* **Task goal**
Where in the records does the word "holding" appear? Copy each line that holds it.

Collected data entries
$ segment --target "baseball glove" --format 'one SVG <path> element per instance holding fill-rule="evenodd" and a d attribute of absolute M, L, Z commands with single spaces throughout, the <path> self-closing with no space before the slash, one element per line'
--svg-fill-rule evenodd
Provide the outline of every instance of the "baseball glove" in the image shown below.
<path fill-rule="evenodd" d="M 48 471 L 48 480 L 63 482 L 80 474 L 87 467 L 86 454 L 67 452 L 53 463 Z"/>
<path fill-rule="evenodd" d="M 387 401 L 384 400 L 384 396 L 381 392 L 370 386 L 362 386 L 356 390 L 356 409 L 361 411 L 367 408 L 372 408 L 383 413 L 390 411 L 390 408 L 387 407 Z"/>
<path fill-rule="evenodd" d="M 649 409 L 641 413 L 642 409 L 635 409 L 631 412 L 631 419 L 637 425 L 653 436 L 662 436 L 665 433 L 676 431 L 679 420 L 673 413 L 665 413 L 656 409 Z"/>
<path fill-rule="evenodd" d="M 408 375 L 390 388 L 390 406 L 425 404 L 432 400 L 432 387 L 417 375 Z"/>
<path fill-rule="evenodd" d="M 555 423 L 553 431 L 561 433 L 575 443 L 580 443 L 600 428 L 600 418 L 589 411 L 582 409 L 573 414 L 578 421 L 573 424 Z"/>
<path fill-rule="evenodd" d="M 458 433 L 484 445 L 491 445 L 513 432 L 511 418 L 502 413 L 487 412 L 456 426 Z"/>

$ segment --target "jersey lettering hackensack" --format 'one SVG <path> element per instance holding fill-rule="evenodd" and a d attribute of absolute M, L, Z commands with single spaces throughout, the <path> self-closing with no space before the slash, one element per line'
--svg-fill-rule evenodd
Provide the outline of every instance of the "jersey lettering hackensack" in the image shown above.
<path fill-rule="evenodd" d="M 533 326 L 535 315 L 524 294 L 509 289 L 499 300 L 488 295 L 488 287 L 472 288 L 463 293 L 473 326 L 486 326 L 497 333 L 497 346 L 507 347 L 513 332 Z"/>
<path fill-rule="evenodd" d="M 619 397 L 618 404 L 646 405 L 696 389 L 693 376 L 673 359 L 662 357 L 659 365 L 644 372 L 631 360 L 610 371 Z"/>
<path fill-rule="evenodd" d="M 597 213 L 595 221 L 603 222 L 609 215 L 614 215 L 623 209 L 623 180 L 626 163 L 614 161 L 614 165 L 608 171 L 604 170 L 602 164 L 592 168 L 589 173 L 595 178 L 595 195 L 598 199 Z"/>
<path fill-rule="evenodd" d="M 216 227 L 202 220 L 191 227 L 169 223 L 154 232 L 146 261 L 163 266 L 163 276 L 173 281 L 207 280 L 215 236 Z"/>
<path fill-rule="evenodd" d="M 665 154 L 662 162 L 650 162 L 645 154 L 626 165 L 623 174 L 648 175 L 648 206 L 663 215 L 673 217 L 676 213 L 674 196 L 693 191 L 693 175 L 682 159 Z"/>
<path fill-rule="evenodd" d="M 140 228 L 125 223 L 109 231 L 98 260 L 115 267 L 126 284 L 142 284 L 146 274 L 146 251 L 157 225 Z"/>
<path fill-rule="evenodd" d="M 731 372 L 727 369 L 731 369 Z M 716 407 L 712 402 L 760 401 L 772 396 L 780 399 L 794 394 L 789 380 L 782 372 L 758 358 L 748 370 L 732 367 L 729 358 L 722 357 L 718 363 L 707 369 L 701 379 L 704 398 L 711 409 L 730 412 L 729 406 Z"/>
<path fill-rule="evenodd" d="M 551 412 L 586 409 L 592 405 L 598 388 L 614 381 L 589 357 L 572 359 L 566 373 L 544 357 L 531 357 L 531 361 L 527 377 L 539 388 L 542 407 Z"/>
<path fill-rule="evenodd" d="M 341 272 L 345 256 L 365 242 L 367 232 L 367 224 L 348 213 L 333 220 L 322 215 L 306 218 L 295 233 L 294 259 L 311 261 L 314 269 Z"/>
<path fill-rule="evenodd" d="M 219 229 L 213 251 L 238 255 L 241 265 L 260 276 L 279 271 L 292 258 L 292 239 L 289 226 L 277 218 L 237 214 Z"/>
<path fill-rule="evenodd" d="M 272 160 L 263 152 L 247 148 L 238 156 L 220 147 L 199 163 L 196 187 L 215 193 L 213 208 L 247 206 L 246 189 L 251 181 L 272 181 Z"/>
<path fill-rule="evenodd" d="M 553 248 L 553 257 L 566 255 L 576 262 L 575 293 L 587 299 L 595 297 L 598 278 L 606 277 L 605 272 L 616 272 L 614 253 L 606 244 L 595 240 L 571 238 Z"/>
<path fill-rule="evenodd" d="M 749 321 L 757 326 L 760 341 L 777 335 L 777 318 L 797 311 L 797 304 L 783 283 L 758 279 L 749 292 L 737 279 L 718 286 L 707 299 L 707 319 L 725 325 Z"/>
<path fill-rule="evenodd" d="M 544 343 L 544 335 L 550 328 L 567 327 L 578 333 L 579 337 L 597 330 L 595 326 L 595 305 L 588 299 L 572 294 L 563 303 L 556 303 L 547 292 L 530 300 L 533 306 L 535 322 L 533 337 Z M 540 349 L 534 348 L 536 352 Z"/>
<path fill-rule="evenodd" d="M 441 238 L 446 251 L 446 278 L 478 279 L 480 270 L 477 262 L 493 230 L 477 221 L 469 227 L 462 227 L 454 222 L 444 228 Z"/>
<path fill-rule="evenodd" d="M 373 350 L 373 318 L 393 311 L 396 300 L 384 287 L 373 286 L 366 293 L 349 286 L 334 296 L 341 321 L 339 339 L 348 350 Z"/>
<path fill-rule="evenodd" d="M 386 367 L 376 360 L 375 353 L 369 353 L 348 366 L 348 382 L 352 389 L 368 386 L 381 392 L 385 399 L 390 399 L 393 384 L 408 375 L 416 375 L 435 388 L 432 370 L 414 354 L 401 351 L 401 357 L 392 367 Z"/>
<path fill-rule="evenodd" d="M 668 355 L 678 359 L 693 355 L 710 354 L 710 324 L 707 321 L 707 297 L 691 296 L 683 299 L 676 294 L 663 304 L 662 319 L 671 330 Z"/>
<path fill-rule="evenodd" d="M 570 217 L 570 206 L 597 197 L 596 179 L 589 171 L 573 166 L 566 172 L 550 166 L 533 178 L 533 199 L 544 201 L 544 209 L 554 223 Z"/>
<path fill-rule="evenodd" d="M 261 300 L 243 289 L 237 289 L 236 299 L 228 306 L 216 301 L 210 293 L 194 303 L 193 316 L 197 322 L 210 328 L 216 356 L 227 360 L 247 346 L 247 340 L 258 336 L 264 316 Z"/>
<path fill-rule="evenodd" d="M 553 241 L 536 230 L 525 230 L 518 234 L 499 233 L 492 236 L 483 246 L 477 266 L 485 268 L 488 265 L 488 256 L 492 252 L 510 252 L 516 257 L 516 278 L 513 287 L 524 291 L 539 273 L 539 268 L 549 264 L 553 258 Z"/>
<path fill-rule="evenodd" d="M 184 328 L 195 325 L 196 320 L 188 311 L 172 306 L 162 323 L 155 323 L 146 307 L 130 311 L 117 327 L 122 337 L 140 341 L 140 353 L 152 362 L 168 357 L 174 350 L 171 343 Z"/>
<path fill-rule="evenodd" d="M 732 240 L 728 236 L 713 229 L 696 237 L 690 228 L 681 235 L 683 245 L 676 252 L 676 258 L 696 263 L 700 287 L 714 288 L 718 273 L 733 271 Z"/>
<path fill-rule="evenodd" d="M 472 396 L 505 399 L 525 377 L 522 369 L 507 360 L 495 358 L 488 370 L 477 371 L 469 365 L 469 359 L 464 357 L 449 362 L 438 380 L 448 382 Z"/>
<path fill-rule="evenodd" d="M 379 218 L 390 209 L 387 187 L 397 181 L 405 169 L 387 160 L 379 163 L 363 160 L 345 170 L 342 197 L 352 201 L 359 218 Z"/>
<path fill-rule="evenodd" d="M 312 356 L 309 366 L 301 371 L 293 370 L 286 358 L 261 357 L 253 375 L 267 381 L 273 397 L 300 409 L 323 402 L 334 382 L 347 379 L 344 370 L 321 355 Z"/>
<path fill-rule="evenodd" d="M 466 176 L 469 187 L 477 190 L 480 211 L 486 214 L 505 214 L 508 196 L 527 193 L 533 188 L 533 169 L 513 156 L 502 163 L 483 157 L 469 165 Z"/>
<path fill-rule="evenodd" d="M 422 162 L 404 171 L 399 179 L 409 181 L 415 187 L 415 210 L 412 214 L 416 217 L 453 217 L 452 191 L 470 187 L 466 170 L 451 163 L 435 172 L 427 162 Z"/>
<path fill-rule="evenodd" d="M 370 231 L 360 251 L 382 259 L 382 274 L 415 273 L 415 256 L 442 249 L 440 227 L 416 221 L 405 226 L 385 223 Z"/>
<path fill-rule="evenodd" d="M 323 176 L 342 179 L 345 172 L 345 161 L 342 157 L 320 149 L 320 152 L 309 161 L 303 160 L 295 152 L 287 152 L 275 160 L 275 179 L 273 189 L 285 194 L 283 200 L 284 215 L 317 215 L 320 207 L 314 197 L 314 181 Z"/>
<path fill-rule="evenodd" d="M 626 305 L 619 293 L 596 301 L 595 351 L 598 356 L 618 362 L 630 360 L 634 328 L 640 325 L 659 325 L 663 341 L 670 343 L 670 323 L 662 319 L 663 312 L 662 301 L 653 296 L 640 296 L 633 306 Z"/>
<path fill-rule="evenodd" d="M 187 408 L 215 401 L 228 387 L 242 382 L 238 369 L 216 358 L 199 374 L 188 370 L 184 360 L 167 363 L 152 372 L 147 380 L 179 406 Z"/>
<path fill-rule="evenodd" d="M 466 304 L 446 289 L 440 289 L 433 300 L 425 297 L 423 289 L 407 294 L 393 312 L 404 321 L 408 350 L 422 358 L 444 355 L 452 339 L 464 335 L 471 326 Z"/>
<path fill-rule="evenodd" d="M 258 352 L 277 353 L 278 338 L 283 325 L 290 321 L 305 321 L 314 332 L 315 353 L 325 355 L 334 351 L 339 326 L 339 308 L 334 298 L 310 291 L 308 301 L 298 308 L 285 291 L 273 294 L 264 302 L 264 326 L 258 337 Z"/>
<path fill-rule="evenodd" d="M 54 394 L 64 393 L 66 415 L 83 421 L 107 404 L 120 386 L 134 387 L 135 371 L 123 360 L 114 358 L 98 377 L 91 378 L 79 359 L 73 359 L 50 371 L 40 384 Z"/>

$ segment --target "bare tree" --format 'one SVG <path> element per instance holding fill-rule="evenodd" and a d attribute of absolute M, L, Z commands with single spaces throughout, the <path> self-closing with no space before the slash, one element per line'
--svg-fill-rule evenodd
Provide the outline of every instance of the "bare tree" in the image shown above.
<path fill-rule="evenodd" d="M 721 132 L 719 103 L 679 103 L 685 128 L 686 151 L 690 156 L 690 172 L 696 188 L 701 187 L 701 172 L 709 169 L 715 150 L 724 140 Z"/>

* **Response to the task**
$ segment --target "baseball glove" --format 'one SVG <path> element per instance holding fill-rule="evenodd" and a d attribute of absolute M, L, Z commands with single spaces throughout, the <path> self-closing with no space before the slash, one element per line'
$ segment --target "jersey lettering hackensack" --format 'one SVG <path> element per instance holding fill-rule="evenodd" and a d attribute of absolute M, L, Z commands with single spaces throughout, the <path> self-closing with no space before the slash, one element per line'
$ segment --target "bare tree" --format 'one SVG <path> element per instance holding fill-rule="evenodd" and a d attribute of absolute M, L, Z commands with single spaces throughout, the <path> self-closing with no space before the slash, one element per line'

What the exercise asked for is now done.